__Records to process__

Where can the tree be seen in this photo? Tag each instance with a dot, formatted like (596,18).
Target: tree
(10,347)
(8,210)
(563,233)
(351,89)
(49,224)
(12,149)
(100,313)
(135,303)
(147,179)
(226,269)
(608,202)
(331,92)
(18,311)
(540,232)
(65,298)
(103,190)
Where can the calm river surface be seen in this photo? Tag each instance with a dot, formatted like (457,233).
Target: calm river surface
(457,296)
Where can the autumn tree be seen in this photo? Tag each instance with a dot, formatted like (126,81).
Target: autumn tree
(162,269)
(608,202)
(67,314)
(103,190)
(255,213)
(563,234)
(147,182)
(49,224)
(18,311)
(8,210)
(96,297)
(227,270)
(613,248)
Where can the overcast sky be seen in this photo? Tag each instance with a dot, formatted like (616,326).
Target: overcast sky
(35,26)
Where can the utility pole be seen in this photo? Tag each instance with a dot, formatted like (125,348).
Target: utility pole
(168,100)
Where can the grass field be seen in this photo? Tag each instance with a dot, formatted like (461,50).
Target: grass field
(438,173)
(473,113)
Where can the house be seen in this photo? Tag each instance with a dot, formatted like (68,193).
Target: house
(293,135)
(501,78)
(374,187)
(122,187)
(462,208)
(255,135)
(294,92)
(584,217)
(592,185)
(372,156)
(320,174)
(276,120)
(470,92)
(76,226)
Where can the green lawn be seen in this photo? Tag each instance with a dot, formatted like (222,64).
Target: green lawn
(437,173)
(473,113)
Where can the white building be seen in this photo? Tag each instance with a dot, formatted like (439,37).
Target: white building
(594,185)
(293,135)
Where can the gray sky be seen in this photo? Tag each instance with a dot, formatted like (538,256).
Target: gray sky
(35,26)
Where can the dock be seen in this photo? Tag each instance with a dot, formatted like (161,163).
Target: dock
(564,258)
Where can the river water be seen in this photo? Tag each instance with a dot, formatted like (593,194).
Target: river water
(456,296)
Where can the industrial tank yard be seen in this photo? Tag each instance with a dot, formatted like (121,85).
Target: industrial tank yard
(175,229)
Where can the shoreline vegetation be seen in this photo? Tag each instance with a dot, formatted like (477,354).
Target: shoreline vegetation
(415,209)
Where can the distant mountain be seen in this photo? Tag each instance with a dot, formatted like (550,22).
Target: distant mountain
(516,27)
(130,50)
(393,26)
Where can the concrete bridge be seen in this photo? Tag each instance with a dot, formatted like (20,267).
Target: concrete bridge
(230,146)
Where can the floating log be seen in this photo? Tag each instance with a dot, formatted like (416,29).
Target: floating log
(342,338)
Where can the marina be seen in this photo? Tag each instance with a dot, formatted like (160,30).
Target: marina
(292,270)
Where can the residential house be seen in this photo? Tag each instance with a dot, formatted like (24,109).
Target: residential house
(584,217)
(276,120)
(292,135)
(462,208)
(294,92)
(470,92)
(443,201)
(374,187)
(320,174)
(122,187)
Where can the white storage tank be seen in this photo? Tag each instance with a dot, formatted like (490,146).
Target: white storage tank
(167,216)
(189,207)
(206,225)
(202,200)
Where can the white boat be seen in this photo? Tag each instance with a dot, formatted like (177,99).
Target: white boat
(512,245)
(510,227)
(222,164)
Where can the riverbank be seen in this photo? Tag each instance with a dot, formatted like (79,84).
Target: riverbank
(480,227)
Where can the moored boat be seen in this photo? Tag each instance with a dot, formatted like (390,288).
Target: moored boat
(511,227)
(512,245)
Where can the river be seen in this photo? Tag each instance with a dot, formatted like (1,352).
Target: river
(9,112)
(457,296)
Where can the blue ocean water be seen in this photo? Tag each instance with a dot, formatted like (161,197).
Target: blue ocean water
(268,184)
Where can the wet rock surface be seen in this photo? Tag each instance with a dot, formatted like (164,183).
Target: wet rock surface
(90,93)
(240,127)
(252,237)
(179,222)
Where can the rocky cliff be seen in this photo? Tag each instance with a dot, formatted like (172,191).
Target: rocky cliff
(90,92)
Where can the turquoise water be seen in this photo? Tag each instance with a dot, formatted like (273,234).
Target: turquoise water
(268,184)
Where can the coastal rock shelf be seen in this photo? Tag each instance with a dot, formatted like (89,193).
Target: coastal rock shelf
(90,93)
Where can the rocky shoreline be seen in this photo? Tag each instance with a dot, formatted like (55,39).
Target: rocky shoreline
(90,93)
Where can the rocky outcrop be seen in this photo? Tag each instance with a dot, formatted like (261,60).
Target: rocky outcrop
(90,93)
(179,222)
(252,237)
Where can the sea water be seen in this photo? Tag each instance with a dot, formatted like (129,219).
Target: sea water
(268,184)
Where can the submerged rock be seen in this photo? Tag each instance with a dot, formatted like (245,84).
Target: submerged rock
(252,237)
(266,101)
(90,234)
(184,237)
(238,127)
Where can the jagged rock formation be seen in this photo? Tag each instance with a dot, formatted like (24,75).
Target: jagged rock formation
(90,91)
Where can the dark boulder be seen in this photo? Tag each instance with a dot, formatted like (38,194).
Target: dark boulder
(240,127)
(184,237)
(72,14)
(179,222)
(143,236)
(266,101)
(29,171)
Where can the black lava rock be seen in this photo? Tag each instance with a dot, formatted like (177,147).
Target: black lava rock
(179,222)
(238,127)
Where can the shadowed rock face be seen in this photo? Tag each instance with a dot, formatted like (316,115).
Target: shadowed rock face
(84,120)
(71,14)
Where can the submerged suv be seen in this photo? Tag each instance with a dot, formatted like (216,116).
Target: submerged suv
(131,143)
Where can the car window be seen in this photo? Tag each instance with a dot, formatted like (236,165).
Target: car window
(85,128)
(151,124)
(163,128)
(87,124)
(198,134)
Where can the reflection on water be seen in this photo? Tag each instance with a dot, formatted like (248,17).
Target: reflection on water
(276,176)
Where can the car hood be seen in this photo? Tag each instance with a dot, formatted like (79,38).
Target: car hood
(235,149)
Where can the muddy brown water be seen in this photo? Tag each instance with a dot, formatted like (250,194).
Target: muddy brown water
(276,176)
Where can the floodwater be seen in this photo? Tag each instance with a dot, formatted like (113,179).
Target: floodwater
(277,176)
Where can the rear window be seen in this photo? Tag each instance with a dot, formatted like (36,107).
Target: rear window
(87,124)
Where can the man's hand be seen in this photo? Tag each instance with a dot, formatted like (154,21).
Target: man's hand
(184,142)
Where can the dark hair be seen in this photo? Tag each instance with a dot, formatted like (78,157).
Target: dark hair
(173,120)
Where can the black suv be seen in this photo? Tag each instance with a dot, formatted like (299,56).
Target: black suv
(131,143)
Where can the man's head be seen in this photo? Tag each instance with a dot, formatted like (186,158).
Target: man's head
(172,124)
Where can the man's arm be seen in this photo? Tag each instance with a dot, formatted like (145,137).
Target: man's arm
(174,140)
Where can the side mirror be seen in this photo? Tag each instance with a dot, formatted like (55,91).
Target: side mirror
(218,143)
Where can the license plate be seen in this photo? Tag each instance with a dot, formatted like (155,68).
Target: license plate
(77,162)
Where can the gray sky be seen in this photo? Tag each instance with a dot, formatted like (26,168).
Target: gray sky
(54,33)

__Aim of the exercise__
Give back each line above precisely as it stands.

__Exercise response__
Where can the tree be seen in this photo? Tag each instance with a dot, formatted like (596,18).
Target: tree
(10,347)
(8,210)
(563,233)
(351,89)
(49,224)
(12,149)
(100,313)
(135,303)
(147,179)
(226,269)
(608,202)
(331,92)
(18,311)
(540,232)
(65,298)
(103,190)
Where can the calm river surface be seen in this photo? Tag each instance with a dot, formatted like (457,233).
Target: calm river surface
(457,296)
Where can the autumn tree be seen in this photo? Tag each instance with a dot, formatted like (126,81).
Target: autumn tree
(162,269)
(608,202)
(67,314)
(103,190)
(255,213)
(563,234)
(147,182)
(49,224)
(18,311)
(8,210)
(96,297)
(227,270)
(613,248)
Where can the overcast sky be seen in this photo? Tag each instance with a dot, formatted like (616,326).
Target: overcast sky
(35,26)
Where can the utility pole be seen in this photo? Tag each instance with a dot, formatted like (125,348).
Target: utility pole
(168,100)
Where can the grass field be seen in this photo? Tag each instance with a dot, formatted like (461,50).
Target: grass field
(438,173)
(473,113)
Where can the house be seen in this photo? Tag each instance with a dot, formatted like (68,193).
Target: house
(293,135)
(501,78)
(374,187)
(122,187)
(462,208)
(255,135)
(294,92)
(584,217)
(592,185)
(372,156)
(320,174)
(276,120)
(470,92)
(76,226)
Where can the green lawn be seen in this photo? Tag each instance with a dot, formatted like (222,64).
Target: green lawn
(437,173)
(473,113)
Where can the white building be seen in this photo? Tag each instance with a dot, formatted like (439,37).
Target: white building
(594,185)
(293,135)
Where can the gray sky be seen in this photo? Tag each instance with a dot, formatted like (538,256).
Target: gray sky
(35,26)
Where can the dock be seen in this photo? Tag each instance with a dot, formatted like (161,163).
Target: dock
(564,258)
Where can the river water be seen in this photo? Tag each instance with a dot, formatted like (593,194).
Target: river water
(456,296)
Where can the industrial tank yard be seen in this photo? Tag each instance with a dot, formatted like (121,85).
Target: industrial tank yard
(175,229)
Where can the shoreline vegetation be seen in this photo? Tag each instance with a dot, formatted like (477,354).
Target: shoreline vegetation
(415,209)
Where can the distant mountain be seen in this photo? Tag each instance with a dot, formatted like (550,22).
Target: distant mountain
(516,27)
(130,50)
(393,26)
Where can the concrete bridge be seen in this photo? Tag each instance with a dot, formatted like (20,267).
Target: concrete bridge
(230,146)
Where can the floating log be seen in this photo? Tag each instance with a dot, formatted like (416,29).
Target: floating log
(342,338)
Where can the marina be seen in this photo? Tag each instance with a dot, formatted like (160,30).
Target: marina
(292,270)
Where can the residential house be seen in this photo? Tag each instance with a dot, formatted like (24,109).
Target: residential house
(584,217)
(276,120)
(292,135)
(462,208)
(294,92)
(470,92)
(443,201)
(374,187)
(320,174)
(122,187)
Where can the white storage tank be seen in this photo? Tag each instance with a dot, formatted like (490,146).
Target: white storage tank
(167,216)
(189,207)
(206,225)
(202,200)
Where can the white boat be seen in this photo? Tag each instance with a dot, formatted like (177,99).
Target: white boat
(512,245)
(510,227)
(222,164)
Where can the riverbank be seen in this photo? Tag each instance with a dot, formatted like (79,84).
Target: riverbank
(480,227)
Where can the moored boat be seen in this photo? Tag each instance with a dot, formatted like (390,288).
Target: moored boat
(511,227)
(512,245)
Where can the river be seen in this photo? Tag each instance with a dot, formatted like (1,352).
Target: river
(9,112)
(457,296)
Where can the blue ocean water be seen in this photo? Tag each instance with a dot, formatted like (161,197).
Target: blue ocean water
(268,184)
Where can the wet rock surface be seen in this photo? Tag each instance with a dot, formatted like (164,183).
Target: wet rock surface
(90,93)
(240,127)
(252,237)
(179,222)
Where can the rocky cliff be seen in this photo? Tag each instance with a dot, formatted like (172,191).
Target: rocky cliff
(90,92)
Where can the turquoise water be seen in this photo? Tag each instance with a dot, formatted like (273,234).
Target: turquoise water
(268,184)
Where can the coastal rock shelf be seen in this photo? Tag each instance with a dot, formatted like (89,193).
Target: coastal rock shelf
(90,93)
Where can the rocky shoreline be seen in this photo? Tag each instance with a dot, formatted like (55,39).
Target: rocky shoreline
(90,93)
Where can the rocky outcrop be seen in this photo? Tag each instance with a dot, formatted like (261,60).
Target: rocky outcrop
(90,93)
(179,222)
(252,237)
Where can the sea water be seen in this photo? Tag each instance with a dot, formatted like (129,219).
Target: sea water
(268,184)
Where can the submerged rock be seen in this photo? Tag each instance with a dot, formatted like (245,84).
Target: submerged rock
(252,237)
(266,101)
(90,234)
(184,237)
(238,127)
Where can the jagged rock formation be seen in this photo? Tag each instance with a dot, formatted like (24,75).
Target: jagged rock formation
(90,91)
Where can the dark boulder be seen in this photo? Tag each instance with a dot, formatted like (38,194).
Target: dark boulder
(240,127)
(184,237)
(72,14)
(179,222)
(143,236)
(266,101)
(29,171)
Where can the black lava rock be seen in this photo? Tag each instance with a dot, formatted like (177,147).
Target: black lava rock
(179,222)
(238,127)
Where can the shadowed rock face be seen in this photo? Tag each instance with a dot, formatted like (316,115).
Target: shadowed rock face
(84,120)
(71,14)
Where can the submerged suv be seen in this photo? Tag each instance with a dot, formatted like (216,116).
Target: submerged suv
(131,143)
Where can the car window be seen in this photo? Tag each instance with a dot, formatted like (236,165).
Target: car window
(85,128)
(151,124)
(163,128)
(87,124)
(198,134)
Where can the reflection on water be seen in this photo? Tag each instance with a dot, formatted like (248,17).
Target: reflection on water
(276,176)
Where can the car hood be seen in this photo? Tag each instance with a dot, formatted like (79,38).
Target: car hood
(235,149)
Where can the muddy brown water be seen in this photo? Tag each instance with a dot, formatted like (250,194).
Target: muddy brown water
(276,176)
Where can the floodwater be seen in this photo? Tag each instance with a dot, formatted like (113,179).
Target: floodwater
(277,176)
Where can the rear window be seen in this photo? Tag each instance with a dot, formatted like (36,107).
Target: rear window
(87,124)
Where can the man's hand be seen in this photo? Tag each instance with a dot, formatted like (154,21).
Target: man's hand
(184,142)
Where can the dark hair be seen in this photo? Tag each instance with a dot, formatted like (78,157).
Target: dark hair
(173,120)
Where can the black suv be seen in this photo? Tag each instance with a dot, formatted like (299,56).
Target: black suv
(131,143)
Where can the man's head be seen in this photo? Tag each instance with a dot, formatted like (186,158).
Target: man's head
(172,124)
Where can the man's arm be seen in this photo? Tag each instance with a dot, formatted like (145,137).
Target: man's arm
(174,140)
Where can the side mirror be seen in this photo? Tag each instance with a dot, formatted like (55,91).
Target: side mirror
(218,143)
Where can the license plate be seen in this photo? Tag each instance with a dot, formatted like (155,68).
Target: license plate
(77,162)
Where can the gray sky be seen in this photo? Tag each instance with a dot, formatted like (26,168).
Target: gray sky
(54,33)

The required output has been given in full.